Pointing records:
════════════════

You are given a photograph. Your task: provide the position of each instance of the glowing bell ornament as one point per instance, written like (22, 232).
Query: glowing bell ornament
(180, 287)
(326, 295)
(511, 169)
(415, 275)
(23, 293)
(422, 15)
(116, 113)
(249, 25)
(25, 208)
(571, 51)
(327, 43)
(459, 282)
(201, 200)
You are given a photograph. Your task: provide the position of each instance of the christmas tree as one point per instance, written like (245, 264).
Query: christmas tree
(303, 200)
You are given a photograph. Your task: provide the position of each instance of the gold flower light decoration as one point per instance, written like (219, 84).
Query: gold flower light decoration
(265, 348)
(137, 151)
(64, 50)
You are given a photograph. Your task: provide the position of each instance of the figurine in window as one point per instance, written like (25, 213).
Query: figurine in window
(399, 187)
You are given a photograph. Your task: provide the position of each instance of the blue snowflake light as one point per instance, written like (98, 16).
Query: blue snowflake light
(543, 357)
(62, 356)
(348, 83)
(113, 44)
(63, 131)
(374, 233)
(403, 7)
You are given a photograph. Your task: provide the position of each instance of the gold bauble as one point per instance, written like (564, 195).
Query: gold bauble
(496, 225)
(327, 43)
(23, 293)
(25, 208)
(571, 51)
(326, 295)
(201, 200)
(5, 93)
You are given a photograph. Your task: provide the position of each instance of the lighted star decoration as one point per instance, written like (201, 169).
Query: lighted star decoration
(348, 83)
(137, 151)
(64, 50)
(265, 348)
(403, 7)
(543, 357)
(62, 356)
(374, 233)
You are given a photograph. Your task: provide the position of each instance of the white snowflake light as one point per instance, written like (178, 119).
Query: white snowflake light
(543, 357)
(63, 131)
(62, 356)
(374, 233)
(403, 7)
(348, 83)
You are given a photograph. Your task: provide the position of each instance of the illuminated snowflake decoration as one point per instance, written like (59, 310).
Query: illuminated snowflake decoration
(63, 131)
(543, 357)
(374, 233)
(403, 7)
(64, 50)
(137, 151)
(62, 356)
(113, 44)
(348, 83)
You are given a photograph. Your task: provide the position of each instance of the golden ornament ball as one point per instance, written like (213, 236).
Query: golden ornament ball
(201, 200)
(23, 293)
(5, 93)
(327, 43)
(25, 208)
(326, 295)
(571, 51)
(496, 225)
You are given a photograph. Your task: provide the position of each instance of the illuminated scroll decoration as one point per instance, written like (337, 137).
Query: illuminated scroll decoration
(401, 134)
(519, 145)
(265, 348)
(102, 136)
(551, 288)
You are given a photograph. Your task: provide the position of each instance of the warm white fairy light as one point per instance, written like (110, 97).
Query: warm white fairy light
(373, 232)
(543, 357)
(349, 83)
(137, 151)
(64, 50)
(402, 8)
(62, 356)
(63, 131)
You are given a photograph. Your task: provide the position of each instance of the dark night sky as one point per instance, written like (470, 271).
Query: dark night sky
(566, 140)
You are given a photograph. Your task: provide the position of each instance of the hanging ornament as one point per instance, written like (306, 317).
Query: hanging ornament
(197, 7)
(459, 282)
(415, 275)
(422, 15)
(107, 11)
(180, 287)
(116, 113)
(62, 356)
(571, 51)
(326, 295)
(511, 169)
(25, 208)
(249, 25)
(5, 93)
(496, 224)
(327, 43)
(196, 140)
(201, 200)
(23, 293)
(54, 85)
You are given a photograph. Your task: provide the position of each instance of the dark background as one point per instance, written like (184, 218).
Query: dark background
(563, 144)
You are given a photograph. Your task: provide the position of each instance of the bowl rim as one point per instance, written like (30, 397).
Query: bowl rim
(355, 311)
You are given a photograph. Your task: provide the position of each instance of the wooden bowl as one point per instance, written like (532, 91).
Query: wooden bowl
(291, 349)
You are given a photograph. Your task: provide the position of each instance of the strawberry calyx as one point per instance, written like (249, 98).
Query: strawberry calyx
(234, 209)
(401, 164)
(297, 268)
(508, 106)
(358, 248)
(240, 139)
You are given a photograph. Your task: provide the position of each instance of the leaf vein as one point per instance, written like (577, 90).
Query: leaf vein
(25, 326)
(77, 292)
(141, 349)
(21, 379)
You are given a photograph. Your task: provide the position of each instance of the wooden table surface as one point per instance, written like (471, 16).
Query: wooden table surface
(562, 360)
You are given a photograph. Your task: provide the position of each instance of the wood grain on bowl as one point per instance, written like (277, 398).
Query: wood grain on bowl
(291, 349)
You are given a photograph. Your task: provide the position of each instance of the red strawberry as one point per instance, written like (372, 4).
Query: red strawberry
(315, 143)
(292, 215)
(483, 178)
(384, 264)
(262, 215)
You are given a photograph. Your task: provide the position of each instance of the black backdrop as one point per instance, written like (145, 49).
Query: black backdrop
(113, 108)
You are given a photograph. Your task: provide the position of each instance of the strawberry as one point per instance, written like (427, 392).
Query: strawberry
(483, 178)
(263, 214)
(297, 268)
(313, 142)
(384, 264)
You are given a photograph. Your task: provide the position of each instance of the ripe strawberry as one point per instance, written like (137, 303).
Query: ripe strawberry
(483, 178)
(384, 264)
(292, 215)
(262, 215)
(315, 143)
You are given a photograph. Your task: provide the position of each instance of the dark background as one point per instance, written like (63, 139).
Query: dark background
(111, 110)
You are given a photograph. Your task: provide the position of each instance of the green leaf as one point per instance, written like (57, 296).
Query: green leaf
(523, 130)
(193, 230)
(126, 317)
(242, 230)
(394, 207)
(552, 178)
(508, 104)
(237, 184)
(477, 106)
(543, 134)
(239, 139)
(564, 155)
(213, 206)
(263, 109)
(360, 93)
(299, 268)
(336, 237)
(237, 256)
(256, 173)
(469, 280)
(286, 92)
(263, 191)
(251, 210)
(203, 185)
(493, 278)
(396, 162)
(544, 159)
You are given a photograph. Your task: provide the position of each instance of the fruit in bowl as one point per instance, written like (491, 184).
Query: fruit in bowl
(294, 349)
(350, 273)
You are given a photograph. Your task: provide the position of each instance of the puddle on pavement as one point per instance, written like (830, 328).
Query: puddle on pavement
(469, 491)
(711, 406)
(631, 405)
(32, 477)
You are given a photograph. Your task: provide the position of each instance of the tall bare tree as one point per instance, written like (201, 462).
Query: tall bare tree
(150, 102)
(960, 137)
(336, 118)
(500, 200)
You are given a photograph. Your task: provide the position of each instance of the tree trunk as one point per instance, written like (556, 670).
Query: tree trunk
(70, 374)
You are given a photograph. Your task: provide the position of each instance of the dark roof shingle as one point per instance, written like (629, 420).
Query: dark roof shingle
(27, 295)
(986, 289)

════════════════

### [Aim]
Above are the records; copy exactly the lines from the one with "like (491, 184)." through the final line.

### [Output of the task]
You are given a photograph. Your task: provide the position of each instance of the fruit in bowl as one point per instance, written like (491, 184).
Query: fruit in bowl
(294, 349)
(350, 273)
You are given a photograph. Your task: provide the position of each instance of the puddle on pavement as one point per instance, written like (830, 328).
Query: puddle on pavement
(469, 491)
(711, 406)
(631, 405)
(32, 477)
You are given a photograph. Your task: provide the position of each instance of the tall bare tree as one point per instance, written like (201, 462).
Query: tall bare tree
(150, 102)
(960, 137)
(336, 118)
(500, 200)
You are given a photograph. Your task: provide the position of each instance of the tree trunk as one point per instance, written like (556, 670).
Query: tree trunk
(70, 374)
You are given a photograph. Your task: provide the position of each instance of the dark roof shingle as one point per instance, written like (629, 420).
Query: dark roof shingle
(27, 295)
(986, 289)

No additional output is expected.